BEGIN RECORDED INFORMATION

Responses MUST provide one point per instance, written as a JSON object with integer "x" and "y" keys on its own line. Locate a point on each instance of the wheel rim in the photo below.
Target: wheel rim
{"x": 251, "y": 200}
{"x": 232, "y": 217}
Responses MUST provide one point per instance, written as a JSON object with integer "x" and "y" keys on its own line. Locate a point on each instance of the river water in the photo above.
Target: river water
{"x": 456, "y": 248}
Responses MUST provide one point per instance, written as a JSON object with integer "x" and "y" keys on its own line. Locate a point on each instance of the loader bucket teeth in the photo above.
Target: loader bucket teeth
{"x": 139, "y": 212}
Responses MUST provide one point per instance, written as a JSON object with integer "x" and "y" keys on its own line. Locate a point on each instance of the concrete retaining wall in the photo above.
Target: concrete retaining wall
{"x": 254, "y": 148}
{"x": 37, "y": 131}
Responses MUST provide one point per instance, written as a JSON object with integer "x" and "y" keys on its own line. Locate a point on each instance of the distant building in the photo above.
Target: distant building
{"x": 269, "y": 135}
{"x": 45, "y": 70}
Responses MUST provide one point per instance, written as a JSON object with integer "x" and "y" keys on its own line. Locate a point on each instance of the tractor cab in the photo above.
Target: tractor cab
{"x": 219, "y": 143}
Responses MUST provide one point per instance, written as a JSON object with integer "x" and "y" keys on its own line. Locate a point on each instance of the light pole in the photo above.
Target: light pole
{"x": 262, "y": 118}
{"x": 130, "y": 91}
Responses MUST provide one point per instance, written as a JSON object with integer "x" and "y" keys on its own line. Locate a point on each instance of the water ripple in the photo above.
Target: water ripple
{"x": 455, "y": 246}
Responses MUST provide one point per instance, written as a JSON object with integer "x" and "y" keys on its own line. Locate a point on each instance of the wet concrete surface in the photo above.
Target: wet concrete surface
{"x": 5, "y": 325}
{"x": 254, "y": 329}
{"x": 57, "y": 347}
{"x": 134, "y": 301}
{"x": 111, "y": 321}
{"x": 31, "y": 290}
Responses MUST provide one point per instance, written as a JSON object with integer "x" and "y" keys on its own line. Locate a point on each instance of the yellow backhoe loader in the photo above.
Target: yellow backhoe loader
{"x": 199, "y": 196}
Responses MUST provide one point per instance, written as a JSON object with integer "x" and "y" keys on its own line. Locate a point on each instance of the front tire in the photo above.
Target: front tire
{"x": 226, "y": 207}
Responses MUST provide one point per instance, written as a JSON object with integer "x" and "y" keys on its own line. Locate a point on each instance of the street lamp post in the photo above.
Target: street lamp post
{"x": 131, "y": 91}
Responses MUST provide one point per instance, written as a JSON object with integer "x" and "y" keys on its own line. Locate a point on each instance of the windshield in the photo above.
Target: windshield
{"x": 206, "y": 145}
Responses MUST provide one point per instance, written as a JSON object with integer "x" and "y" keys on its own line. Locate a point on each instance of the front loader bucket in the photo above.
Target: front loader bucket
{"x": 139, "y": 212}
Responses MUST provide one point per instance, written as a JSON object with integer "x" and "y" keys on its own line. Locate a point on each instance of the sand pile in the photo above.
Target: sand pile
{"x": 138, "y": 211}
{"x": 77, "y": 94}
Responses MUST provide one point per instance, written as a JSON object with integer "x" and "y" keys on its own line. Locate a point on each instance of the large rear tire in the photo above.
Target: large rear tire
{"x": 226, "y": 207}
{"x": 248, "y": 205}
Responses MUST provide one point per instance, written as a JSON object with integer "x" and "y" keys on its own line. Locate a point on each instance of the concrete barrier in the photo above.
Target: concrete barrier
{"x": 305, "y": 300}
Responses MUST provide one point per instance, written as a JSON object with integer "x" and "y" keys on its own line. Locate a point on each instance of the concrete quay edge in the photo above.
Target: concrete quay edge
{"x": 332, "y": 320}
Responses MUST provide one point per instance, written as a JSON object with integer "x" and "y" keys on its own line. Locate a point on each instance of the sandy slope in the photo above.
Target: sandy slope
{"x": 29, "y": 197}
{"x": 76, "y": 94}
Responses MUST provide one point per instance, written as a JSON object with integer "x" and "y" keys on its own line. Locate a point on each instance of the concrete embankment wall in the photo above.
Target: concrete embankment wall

END RECORDED INFORMATION
BEGIN RECORDED INFORMATION

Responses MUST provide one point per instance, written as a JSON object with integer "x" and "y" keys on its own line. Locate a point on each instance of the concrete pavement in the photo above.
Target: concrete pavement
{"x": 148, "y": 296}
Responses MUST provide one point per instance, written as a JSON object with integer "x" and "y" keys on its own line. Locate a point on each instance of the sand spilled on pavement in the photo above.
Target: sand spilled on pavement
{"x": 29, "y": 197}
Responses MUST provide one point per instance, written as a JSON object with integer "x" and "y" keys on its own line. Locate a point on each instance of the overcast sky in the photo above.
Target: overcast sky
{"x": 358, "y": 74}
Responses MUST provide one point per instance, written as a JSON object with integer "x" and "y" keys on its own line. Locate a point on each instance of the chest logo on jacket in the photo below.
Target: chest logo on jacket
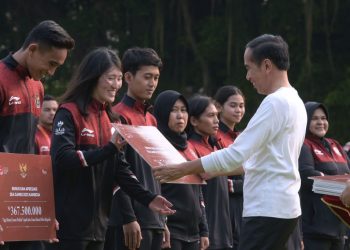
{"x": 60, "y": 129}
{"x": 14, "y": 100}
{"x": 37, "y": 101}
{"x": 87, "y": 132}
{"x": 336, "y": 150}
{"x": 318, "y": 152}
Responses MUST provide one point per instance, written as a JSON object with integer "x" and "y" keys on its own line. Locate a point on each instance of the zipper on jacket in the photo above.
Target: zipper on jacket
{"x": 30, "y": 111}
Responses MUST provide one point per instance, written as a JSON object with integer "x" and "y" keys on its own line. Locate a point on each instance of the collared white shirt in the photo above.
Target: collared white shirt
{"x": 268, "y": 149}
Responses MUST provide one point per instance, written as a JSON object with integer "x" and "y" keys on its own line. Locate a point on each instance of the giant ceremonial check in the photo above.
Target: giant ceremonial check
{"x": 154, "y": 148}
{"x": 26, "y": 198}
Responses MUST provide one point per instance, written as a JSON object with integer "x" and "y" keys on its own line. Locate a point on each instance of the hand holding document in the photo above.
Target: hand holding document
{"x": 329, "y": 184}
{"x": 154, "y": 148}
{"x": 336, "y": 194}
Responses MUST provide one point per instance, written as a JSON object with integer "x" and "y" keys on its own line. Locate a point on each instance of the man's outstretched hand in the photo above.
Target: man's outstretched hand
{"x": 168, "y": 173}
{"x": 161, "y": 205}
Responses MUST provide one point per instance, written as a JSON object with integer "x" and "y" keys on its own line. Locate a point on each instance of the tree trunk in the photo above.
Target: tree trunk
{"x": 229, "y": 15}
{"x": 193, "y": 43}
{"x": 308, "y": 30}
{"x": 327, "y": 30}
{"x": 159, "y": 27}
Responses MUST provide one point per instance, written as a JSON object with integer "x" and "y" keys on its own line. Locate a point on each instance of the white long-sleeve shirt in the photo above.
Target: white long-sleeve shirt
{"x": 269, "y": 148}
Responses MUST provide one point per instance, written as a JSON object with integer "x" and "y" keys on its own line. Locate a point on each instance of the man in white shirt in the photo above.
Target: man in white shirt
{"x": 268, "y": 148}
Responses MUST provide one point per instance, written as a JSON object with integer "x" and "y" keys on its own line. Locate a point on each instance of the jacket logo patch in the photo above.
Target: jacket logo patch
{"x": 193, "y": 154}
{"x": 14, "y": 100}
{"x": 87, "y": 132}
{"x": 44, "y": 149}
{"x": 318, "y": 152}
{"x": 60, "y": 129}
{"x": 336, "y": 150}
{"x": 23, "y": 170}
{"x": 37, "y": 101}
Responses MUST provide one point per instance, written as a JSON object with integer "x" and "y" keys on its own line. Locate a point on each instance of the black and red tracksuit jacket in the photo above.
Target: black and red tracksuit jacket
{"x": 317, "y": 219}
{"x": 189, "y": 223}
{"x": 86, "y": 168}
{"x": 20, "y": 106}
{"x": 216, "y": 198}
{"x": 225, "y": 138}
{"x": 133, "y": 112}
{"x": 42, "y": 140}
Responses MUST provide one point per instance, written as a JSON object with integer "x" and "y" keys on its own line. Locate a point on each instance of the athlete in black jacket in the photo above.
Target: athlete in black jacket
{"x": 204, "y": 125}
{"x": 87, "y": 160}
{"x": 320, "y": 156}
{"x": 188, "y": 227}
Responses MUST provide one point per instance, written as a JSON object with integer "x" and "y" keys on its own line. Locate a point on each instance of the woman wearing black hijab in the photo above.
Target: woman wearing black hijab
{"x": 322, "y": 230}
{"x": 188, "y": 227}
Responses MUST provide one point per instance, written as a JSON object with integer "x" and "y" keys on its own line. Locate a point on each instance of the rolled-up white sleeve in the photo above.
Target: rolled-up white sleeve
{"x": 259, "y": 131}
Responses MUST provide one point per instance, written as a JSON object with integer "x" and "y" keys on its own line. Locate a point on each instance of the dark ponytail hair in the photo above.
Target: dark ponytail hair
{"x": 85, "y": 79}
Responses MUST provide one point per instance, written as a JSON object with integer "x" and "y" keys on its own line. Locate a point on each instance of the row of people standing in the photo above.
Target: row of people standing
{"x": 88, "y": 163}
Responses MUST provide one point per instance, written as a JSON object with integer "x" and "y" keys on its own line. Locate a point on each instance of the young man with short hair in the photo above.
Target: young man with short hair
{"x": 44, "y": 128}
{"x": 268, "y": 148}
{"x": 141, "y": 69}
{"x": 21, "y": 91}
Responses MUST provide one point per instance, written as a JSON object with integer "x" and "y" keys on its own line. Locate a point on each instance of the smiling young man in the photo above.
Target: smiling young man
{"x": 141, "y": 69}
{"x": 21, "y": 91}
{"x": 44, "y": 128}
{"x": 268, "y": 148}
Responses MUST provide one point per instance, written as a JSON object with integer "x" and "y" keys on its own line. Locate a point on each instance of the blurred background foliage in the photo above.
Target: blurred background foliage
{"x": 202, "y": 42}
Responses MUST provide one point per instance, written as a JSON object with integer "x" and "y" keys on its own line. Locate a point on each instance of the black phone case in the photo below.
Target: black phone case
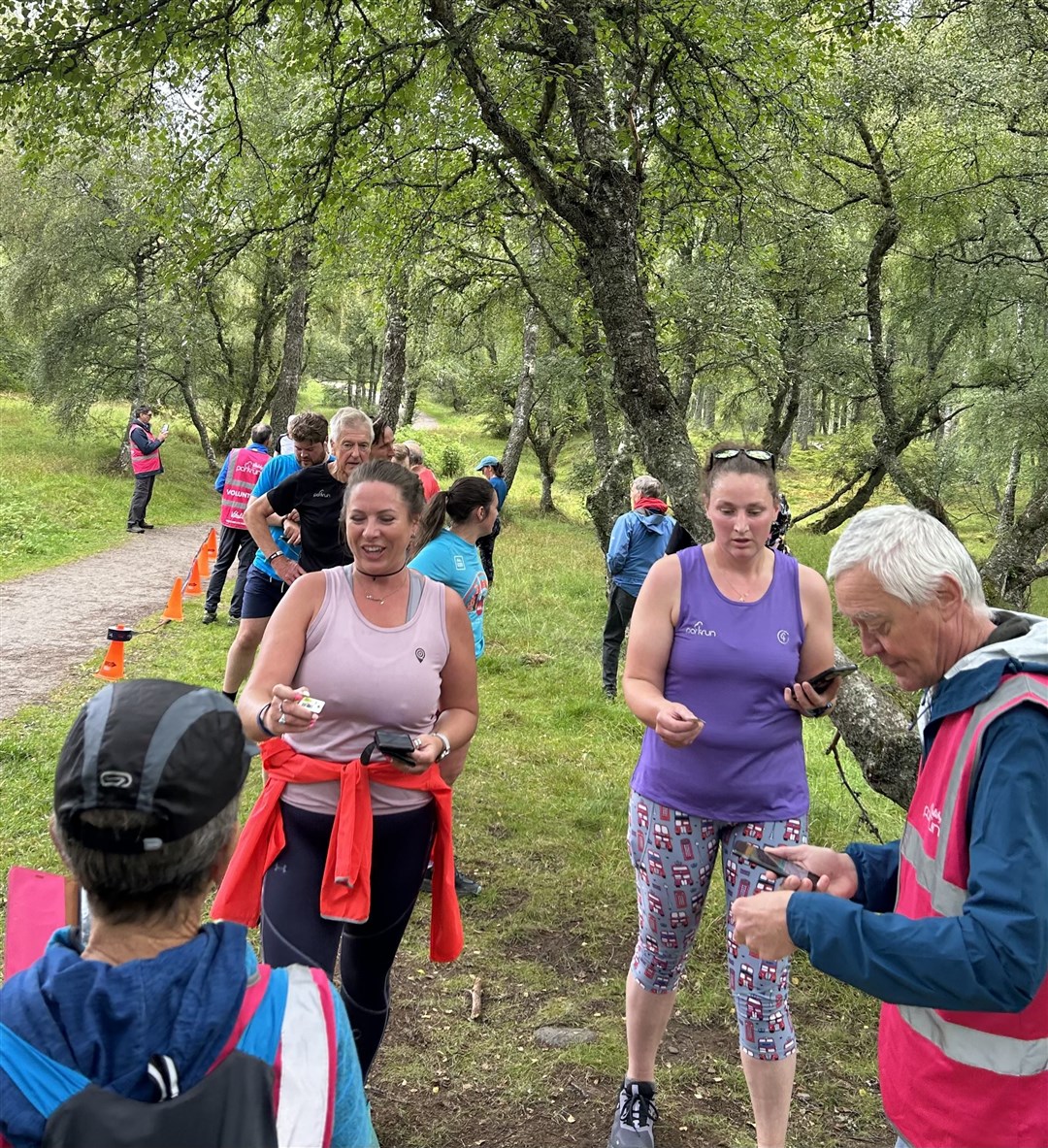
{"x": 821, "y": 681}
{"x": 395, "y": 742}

END RECORDED INFORMATION
BEGIN RECORDED INFORMATION

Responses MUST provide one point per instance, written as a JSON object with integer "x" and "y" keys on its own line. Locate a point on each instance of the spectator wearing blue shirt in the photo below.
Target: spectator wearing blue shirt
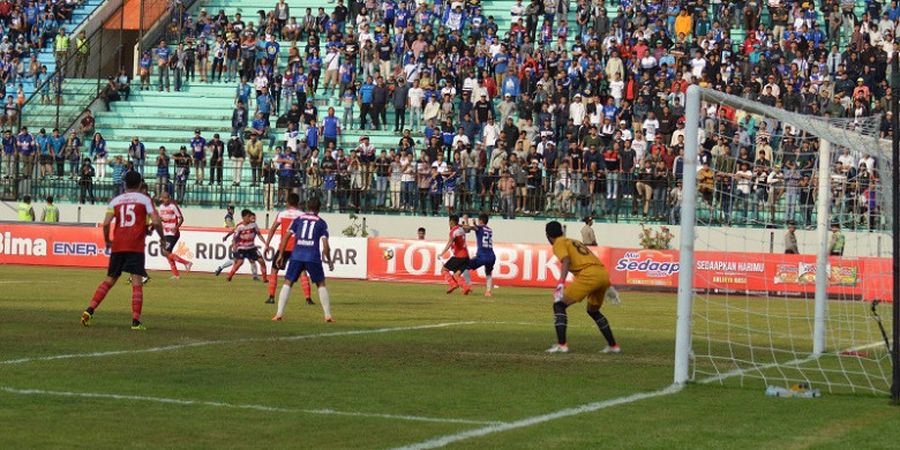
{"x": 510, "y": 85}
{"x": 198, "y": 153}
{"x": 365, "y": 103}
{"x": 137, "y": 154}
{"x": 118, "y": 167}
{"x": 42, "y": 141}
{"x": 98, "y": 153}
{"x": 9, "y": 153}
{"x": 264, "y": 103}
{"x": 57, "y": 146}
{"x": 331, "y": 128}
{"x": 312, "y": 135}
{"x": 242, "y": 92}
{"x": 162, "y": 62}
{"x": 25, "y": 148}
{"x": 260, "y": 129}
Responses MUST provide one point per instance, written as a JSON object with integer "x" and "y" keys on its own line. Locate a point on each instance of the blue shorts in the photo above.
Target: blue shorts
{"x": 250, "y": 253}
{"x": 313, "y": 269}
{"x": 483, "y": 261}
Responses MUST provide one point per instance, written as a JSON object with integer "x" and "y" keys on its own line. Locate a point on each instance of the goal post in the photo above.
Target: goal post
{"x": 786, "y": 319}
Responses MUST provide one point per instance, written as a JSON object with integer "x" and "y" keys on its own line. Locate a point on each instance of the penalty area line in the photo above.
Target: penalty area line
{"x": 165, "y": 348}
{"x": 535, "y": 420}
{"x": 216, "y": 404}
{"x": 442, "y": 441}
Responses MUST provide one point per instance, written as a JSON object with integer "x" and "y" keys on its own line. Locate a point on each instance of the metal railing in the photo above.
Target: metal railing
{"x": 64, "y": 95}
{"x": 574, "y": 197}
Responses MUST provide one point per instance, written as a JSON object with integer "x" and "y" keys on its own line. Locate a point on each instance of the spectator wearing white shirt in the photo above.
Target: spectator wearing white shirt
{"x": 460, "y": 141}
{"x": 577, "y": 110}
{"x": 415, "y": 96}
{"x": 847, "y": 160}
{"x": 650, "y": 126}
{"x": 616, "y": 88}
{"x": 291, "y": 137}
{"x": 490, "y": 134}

END RECORDED INFORMATION

Locate each line in the rows above that contains the string "zipper", matching case exactly, and copy every such line in full.

Responses MUST provide one point per instance, written as a JSON object with integer "x" and "y" keys on its own line. Locate a point on each instance of the zipper on jacket in the photo above.
Target: zipper on jacket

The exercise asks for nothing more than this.